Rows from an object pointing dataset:
=-=-=

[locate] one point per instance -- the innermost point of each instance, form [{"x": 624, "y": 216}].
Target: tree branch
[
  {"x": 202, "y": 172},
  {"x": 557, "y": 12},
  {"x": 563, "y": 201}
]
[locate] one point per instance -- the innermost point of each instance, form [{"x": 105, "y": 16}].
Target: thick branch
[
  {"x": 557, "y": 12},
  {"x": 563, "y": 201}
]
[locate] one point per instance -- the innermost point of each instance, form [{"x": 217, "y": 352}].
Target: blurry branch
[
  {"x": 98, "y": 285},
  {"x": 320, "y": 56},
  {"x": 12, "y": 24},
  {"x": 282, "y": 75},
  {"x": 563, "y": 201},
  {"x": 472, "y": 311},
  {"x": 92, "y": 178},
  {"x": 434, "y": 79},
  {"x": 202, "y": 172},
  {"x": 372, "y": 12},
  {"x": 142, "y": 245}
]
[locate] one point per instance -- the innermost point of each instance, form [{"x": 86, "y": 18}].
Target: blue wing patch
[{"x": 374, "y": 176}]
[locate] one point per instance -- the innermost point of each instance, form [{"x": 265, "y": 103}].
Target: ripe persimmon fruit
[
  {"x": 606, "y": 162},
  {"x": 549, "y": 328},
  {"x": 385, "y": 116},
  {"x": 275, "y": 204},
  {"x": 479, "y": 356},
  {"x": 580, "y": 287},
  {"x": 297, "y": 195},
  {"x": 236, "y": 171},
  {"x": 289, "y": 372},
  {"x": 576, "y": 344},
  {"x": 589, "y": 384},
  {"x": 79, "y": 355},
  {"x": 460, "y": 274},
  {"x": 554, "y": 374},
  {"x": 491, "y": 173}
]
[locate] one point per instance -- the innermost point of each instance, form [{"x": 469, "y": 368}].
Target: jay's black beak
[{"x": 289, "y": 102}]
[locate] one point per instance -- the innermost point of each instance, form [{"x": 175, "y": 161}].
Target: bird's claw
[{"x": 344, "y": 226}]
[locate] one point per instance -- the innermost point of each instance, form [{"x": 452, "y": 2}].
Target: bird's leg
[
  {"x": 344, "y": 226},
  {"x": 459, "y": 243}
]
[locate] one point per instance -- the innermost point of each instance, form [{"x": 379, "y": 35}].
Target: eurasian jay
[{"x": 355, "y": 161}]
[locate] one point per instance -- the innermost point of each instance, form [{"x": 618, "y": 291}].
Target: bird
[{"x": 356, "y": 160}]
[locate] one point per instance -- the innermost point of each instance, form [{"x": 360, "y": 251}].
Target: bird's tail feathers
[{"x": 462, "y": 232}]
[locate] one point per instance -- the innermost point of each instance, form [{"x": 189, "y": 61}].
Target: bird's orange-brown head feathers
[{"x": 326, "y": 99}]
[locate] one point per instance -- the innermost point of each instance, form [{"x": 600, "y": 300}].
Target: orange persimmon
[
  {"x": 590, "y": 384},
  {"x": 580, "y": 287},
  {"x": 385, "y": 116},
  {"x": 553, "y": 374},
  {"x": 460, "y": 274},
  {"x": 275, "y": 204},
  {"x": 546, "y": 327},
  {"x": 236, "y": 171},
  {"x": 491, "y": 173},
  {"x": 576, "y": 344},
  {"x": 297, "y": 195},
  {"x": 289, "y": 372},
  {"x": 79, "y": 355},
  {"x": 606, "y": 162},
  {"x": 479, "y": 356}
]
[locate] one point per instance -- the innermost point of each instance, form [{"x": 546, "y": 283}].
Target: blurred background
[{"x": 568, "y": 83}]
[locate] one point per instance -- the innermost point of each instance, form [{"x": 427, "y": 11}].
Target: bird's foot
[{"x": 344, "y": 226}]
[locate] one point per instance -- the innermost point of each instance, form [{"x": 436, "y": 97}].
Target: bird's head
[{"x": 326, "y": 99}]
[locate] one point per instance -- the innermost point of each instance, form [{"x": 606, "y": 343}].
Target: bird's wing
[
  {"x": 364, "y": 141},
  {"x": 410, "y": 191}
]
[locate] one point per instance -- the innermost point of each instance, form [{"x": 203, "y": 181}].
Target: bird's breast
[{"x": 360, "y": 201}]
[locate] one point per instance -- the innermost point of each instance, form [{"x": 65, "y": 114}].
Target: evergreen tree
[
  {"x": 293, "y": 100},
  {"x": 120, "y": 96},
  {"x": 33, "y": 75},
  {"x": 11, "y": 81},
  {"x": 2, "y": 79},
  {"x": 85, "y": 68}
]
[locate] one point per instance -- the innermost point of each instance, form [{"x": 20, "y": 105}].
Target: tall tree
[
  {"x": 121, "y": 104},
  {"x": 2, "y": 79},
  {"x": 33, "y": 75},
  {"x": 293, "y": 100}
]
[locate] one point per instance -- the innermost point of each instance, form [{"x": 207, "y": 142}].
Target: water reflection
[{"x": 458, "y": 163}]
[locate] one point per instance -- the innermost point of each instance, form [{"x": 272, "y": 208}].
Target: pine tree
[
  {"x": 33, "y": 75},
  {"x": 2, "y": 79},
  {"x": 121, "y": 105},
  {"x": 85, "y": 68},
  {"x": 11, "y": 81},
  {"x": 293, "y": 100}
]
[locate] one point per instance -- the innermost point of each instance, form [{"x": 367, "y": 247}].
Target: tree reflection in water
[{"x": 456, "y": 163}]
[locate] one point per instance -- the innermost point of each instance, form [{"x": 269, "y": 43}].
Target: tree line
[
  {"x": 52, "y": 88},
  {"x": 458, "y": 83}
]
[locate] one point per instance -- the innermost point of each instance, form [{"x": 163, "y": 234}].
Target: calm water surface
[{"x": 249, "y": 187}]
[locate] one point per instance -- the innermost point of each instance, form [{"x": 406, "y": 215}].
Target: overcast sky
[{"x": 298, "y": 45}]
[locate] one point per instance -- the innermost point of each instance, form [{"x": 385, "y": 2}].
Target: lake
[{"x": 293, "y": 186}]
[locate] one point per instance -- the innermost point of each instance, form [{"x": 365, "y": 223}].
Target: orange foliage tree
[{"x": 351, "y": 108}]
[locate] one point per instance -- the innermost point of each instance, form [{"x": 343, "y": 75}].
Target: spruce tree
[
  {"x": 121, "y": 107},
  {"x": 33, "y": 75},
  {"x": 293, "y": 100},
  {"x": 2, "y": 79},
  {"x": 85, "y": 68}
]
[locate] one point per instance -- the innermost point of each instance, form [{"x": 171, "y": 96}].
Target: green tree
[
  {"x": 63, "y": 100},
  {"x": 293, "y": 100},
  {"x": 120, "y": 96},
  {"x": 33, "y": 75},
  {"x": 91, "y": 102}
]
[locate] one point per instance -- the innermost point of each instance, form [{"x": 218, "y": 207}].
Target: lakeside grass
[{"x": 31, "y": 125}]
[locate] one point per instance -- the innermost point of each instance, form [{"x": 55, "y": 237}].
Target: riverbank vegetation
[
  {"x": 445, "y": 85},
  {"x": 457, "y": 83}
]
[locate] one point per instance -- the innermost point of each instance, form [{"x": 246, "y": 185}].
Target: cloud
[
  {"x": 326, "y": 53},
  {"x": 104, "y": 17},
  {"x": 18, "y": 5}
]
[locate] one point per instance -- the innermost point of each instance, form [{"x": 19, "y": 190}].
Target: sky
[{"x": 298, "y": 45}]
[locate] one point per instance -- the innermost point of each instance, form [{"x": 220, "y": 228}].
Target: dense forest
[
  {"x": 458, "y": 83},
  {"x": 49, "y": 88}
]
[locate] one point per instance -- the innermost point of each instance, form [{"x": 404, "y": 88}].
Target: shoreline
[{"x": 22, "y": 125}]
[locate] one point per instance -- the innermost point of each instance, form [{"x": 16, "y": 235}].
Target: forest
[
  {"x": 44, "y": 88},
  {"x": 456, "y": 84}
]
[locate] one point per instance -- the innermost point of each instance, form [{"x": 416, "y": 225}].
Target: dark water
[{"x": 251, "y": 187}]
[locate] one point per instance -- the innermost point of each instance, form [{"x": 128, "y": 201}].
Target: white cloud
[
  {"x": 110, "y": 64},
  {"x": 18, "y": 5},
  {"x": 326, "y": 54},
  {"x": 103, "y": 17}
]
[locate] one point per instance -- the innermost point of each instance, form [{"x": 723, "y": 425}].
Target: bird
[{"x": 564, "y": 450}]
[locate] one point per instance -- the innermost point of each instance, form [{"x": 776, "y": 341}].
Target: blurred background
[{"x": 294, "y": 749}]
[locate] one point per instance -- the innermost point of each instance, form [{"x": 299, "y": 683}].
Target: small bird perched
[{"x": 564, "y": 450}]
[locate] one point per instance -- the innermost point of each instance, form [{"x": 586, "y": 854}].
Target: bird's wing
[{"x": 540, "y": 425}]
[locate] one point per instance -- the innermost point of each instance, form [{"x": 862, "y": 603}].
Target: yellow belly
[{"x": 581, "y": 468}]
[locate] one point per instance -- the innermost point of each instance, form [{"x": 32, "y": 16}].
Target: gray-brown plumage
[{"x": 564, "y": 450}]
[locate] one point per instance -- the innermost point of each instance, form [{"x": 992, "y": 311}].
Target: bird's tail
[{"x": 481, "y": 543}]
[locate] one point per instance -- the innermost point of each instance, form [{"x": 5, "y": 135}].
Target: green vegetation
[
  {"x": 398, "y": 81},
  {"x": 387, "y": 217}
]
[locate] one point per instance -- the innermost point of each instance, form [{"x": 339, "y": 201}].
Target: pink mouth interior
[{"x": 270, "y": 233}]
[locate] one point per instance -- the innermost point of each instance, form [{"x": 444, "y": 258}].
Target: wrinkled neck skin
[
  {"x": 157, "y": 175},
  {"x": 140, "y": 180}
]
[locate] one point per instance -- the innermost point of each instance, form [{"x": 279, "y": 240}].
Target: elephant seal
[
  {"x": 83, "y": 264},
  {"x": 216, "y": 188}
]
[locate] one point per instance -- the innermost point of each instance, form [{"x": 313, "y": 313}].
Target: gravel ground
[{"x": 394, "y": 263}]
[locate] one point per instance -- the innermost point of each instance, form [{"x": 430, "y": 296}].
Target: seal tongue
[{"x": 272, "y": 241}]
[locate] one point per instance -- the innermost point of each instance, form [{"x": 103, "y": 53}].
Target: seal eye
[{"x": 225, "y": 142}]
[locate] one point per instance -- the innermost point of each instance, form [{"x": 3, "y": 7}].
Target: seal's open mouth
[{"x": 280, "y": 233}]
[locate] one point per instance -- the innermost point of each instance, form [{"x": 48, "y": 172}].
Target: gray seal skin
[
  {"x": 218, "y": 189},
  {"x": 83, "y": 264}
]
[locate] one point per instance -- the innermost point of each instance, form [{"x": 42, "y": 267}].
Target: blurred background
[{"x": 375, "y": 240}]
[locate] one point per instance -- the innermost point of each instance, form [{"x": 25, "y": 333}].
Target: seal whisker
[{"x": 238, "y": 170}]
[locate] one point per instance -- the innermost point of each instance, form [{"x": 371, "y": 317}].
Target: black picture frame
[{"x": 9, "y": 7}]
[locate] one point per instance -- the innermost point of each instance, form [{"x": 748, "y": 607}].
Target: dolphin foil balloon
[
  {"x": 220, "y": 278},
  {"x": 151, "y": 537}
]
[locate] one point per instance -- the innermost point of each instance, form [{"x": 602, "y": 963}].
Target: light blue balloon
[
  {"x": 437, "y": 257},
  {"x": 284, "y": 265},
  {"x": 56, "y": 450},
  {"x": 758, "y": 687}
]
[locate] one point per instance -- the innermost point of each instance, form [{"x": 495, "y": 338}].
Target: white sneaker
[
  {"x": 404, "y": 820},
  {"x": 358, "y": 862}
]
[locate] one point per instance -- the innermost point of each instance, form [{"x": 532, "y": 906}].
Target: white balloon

=-=-=

Show every line above that contains the string "reflection", matching its case exactly.

» **The completed task**
Target: water reflection
Target: tree reflection in water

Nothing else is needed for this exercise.